What you have to do: Write out the stretch from the line containing "outline --target=background greenery" through the line containing "Mark the region of every instance of the background", changing "background greenery" to "background foliage" and leaving everything else as it is.

****************

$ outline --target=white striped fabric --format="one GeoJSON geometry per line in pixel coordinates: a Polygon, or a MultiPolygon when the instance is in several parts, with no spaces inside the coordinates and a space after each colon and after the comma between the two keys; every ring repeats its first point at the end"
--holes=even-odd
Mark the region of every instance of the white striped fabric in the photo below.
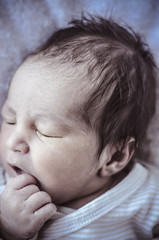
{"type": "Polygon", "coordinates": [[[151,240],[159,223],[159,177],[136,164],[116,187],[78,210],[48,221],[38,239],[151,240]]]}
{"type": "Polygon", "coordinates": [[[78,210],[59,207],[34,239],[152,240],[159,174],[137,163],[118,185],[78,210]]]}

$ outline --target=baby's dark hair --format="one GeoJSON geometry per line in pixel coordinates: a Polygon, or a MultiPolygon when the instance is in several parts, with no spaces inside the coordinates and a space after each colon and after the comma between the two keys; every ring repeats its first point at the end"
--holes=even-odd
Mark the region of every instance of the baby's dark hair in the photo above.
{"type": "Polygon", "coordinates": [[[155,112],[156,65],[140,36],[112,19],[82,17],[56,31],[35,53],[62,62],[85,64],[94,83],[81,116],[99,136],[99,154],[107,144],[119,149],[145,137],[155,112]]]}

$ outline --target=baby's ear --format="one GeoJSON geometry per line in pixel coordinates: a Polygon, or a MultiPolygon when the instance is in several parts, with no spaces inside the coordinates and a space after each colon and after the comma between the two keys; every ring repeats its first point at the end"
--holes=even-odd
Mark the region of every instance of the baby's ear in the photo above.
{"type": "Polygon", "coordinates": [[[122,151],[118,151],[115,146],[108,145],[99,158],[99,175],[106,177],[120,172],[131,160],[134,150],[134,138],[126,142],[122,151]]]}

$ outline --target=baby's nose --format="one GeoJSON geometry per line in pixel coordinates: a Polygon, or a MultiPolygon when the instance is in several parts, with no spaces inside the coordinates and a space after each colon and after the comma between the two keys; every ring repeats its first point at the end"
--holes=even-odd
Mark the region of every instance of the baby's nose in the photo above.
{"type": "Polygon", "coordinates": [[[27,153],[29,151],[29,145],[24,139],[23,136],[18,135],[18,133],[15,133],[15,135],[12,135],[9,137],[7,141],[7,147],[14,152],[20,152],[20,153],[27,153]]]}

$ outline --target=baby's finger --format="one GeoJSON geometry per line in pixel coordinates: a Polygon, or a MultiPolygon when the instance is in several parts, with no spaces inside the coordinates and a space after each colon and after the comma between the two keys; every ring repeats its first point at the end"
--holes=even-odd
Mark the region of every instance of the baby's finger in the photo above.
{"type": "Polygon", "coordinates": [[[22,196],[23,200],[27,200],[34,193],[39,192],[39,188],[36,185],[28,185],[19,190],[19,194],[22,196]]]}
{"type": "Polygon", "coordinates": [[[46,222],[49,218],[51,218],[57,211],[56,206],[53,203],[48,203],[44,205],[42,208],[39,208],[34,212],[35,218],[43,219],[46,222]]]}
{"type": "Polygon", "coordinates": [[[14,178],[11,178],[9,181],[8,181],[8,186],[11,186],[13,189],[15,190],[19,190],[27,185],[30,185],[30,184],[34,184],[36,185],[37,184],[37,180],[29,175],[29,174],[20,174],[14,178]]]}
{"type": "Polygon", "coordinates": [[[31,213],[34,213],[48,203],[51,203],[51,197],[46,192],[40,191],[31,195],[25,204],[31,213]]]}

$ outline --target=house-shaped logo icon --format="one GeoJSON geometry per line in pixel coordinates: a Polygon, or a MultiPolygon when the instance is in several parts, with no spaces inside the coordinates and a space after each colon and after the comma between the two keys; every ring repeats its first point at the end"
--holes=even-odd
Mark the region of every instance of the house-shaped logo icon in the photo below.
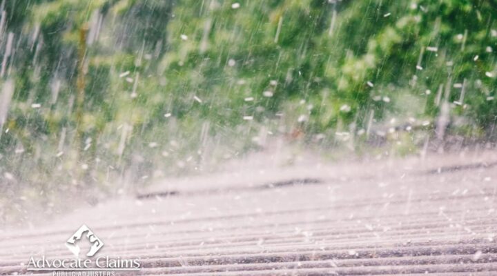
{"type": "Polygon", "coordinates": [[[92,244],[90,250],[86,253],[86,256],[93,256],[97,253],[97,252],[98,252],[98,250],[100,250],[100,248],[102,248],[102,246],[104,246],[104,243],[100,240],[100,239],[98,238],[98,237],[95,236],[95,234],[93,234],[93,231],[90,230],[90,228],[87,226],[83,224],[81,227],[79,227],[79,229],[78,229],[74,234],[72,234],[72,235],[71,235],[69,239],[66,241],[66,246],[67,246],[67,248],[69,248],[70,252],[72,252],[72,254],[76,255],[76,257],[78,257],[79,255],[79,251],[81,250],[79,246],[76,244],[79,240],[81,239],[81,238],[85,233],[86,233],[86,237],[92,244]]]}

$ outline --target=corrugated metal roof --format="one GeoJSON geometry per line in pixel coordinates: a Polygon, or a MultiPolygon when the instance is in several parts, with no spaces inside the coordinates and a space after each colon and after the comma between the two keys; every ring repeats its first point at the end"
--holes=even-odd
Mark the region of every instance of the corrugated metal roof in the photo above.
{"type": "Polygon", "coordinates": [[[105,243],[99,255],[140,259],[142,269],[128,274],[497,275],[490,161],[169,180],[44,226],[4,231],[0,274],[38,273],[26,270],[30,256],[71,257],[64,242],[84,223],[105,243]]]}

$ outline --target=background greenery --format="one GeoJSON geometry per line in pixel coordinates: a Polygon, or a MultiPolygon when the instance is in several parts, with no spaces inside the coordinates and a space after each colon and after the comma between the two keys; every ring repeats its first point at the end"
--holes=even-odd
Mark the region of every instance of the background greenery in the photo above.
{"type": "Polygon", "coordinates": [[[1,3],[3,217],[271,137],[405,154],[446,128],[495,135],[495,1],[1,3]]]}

****************

Completed exercise:
$ outline --target=background foliage --format="one GeoJSON geometry per line in pixel coordinates: a Polygon, or a MultiPolygon when the instance is in several parts, with no spaces inside the coordinates and a space after each colon and after the comma between the two keys; every ring repeats its first point at the end"
--holes=even-odd
Mark the region of every instance of the background foliage in the photo above.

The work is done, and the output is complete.